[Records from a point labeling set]
◆ ◆ ◆ ◆
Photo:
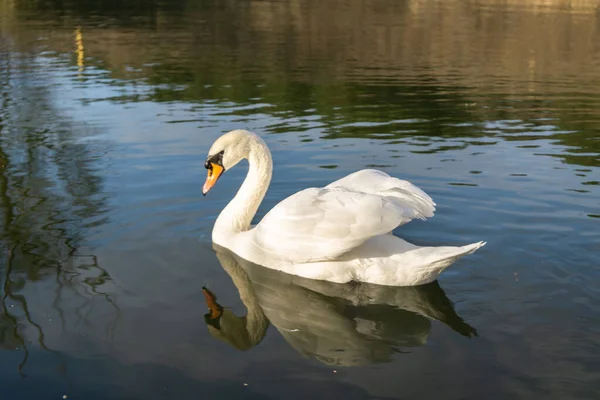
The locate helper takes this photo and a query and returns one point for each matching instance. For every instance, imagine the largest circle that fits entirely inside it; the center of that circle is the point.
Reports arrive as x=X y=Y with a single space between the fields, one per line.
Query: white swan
x=337 y=324
x=339 y=233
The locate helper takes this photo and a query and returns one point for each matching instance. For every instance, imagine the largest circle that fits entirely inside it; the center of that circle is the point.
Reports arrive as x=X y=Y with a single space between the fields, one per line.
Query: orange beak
x=214 y=172
x=211 y=302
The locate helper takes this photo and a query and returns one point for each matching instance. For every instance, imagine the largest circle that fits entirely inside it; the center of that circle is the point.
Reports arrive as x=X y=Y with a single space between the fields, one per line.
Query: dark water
x=107 y=110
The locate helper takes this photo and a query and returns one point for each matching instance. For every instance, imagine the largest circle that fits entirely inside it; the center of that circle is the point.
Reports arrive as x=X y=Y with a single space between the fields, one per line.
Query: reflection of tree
x=363 y=74
x=49 y=193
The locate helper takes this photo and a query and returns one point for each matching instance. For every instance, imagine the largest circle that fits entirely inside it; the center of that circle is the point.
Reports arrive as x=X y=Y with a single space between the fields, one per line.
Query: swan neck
x=238 y=214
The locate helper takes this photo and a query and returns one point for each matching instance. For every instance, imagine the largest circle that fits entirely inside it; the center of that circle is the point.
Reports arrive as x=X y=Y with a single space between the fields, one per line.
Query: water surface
x=107 y=111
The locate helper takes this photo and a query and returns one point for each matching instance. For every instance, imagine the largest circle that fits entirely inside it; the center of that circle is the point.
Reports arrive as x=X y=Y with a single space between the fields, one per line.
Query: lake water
x=107 y=111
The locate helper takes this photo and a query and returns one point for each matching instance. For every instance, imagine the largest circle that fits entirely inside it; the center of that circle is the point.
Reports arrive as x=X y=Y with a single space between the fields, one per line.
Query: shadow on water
x=49 y=195
x=352 y=80
x=337 y=324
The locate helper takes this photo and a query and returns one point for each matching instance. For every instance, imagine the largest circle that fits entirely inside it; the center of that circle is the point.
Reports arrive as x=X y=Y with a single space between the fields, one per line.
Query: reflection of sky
x=521 y=205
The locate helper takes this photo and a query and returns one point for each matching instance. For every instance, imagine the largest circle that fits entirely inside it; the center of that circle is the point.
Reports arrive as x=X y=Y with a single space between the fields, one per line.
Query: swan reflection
x=337 y=324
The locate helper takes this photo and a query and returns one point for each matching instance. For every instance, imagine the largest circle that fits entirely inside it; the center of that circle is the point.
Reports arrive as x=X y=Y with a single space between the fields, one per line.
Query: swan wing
x=378 y=182
x=318 y=224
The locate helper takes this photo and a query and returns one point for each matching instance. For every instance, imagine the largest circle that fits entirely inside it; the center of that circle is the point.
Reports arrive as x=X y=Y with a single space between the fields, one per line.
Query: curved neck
x=238 y=214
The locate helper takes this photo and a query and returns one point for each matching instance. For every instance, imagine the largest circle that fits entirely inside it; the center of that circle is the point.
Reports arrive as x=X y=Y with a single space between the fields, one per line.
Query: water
x=108 y=110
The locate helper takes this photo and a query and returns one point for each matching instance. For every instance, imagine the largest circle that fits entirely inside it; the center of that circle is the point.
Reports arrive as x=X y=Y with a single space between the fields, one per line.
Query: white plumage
x=339 y=233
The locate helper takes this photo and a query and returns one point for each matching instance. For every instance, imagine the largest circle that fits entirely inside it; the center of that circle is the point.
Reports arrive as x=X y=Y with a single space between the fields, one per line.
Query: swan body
x=337 y=324
x=338 y=233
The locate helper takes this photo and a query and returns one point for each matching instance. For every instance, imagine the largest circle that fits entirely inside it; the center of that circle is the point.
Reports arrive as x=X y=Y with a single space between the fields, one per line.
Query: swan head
x=225 y=153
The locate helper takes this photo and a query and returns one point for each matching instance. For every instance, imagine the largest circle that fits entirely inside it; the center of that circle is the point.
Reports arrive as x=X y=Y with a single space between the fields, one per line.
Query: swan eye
x=216 y=159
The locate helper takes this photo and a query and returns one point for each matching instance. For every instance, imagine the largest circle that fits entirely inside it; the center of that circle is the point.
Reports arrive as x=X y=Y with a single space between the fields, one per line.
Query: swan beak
x=211 y=302
x=214 y=172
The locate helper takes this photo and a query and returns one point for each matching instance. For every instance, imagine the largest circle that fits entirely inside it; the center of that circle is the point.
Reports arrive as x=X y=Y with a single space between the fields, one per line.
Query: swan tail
x=432 y=261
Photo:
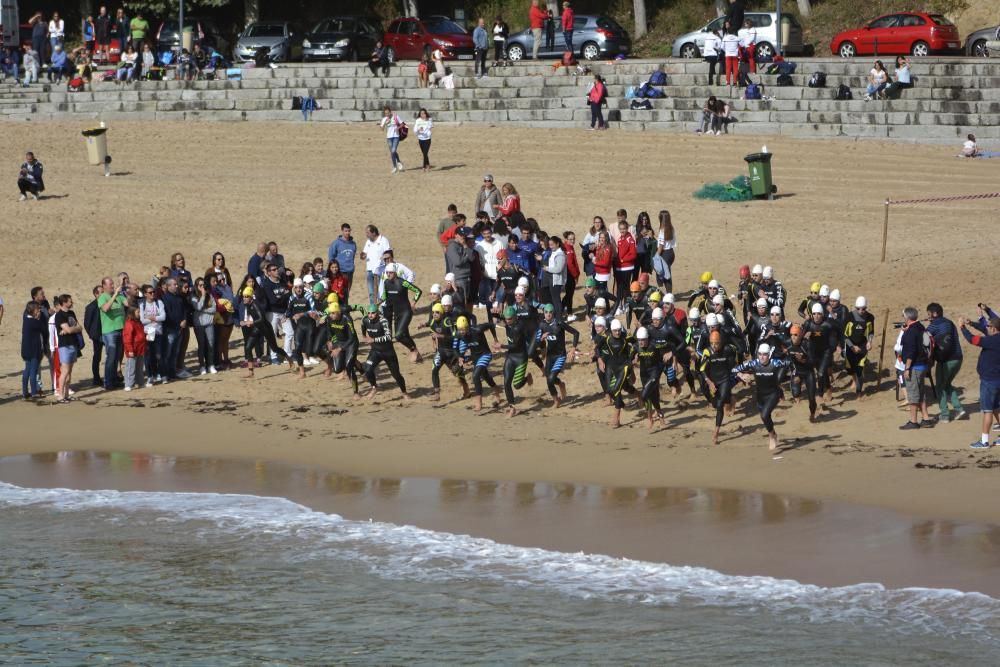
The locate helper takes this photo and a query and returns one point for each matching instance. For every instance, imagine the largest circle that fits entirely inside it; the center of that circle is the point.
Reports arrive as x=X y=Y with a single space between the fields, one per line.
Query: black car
x=342 y=38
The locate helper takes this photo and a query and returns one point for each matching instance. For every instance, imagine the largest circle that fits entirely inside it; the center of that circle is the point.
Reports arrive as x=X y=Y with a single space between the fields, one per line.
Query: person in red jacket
x=624 y=262
x=572 y=274
x=567 y=21
x=134 y=340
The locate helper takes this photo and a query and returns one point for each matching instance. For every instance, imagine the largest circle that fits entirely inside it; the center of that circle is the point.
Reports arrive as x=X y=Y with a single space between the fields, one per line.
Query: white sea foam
x=407 y=552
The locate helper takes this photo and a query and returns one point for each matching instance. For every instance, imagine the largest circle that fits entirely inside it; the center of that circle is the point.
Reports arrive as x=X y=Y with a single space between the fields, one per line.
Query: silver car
x=282 y=39
x=692 y=44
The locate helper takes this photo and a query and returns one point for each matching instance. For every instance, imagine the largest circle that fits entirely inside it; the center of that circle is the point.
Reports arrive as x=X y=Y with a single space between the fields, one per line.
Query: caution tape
x=936 y=200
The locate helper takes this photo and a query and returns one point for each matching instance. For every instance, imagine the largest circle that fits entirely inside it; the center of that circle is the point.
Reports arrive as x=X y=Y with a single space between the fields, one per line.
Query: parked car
x=342 y=38
x=412 y=38
x=205 y=32
x=594 y=36
x=282 y=39
x=975 y=43
x=692 y=44
x=914 y=33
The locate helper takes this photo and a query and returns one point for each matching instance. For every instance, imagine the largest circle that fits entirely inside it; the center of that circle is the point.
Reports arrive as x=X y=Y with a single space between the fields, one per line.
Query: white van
x=9 y=23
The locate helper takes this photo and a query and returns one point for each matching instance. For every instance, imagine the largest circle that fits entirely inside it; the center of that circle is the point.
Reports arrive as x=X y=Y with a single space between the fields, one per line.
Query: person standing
x=988 y=368
x=567 y=23
x=947 y=361
x=423 y=128
x=480 y=42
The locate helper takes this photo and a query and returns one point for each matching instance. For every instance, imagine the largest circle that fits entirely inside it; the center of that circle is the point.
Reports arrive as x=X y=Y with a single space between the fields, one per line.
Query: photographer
x=988 y=368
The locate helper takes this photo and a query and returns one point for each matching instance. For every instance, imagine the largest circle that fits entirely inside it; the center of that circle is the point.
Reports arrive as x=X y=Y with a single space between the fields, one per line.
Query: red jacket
◆ ◆ ◆ ◆
Reproduce every line in the stretch from the start of the records through the line containing "x=107 y=110", with each point coordinate multiplied by 0.45 and rounded to a whole number, halves rounding up. Leave all other text unchanged, and omit the pictures.

- _TASK SOLUTION_
Photo:
The locate helper takes this photo and a query and returns one point for each matching instance. For every instance, imagine the largest circle that fits entirely inside it; the center of that circle is the point.
Reports arrive as x=X y=Y with a single space between the fields, one per line.
Query: white swan
x=152 y=146
x=153 y=105
The locate helper takes this photo and a query and returns one point for each matching instance. For every instance, imagine the largest circle that fits entirely inside it; the center of that circle is the point.
Reports arrive as x=X y=Y with a single space between the fields, one per line.
Query: orange beak
x=96 y=77
x=95 y=136
The locate helper takes this photo and a query and returns one point for each matching instance. For every instance, imagine the largest circle that fits entirely inside it; the center of that circle is the point.
Reports arrive as x=X y=Y with a single space between the fields, one per line.
Query: dark water
x=48 y=50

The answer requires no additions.